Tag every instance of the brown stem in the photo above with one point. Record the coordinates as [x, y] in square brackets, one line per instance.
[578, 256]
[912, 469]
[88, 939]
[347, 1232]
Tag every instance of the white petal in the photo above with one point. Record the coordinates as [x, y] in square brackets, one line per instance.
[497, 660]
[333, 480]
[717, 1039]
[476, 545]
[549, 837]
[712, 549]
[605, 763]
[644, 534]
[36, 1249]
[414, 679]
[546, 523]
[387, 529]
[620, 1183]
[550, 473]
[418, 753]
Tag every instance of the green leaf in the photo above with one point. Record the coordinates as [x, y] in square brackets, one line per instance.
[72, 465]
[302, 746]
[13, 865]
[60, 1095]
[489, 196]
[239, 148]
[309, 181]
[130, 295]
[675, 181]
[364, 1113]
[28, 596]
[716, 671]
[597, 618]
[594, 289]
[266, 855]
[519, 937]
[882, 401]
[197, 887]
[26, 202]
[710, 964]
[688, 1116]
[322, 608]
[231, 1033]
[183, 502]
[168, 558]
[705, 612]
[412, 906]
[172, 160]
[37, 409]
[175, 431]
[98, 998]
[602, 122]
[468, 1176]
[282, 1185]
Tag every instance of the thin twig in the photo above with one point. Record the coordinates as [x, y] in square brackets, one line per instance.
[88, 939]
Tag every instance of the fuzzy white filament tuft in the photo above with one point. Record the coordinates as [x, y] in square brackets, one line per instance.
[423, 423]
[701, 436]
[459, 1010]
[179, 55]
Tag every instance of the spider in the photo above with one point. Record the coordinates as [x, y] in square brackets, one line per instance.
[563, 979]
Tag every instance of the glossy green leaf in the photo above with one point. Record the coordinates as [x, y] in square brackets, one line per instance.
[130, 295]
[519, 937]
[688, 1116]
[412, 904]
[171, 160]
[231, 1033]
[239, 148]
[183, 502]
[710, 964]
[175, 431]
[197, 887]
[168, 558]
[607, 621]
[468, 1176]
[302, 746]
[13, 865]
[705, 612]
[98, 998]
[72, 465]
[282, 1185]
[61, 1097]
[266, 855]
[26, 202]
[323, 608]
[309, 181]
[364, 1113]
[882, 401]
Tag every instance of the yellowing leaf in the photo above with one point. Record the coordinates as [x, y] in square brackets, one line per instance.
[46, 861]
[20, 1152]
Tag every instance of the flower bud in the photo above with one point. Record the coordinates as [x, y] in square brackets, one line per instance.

» Task details: Give back exactly the lines beginning at the one with "Tag every instance of the thin" and ending at the final line of the material; both boundary lines belong in it.

» Written solution:
Tag every instance of the thin twig in the photo above with one point. Record the coordinates as [x, y] in square brackets, one line per instance.
[88, 939]
Tag every instance of the fuzzy white filament tuft in the photo above with one point. Record the coordinates as [x, y] in square brackets, one line per instance.
[423, 423]
[701, 436]
[459, 1010]
[179, 55]
Tag every instance of the spider in the photo above with one point. Record the coordinates as [x, y] in square brackets, one line per instance.
[563, 979]
Tag every instance of the glossy green leaf in the photo above with one point. Record the coordinates as [x, y] in square brackets, one line per instance.
[130, 295]
[519, 937]
[688, 1116]
[412, 904]
[171, 160]
[231, 1033]
[239, 148]
[183, 502]
[710, 964]
[175, 431]
[197, 887]
[168, 558]
[607, 621]
[468, 1176]
[302, 746]
[13, 865]
[705, 612]
[98, 998]
[72, 465]
[282, 1185]
[61, 1097]
[266, 855]
[26, 202]
[323, 608]
[309, 181]
[364, 1113]
[882, 401]
Tag every instance of the yellowing leaf in the photo above with one point. Record the coordinates as [x, y] in square brackets, one line per instance.
[46, 861]
[20, 1152]
Tag every instance of the flower bud in the photo above with one point. Record the coordinates as [x, y] in square brackets, one line per instance.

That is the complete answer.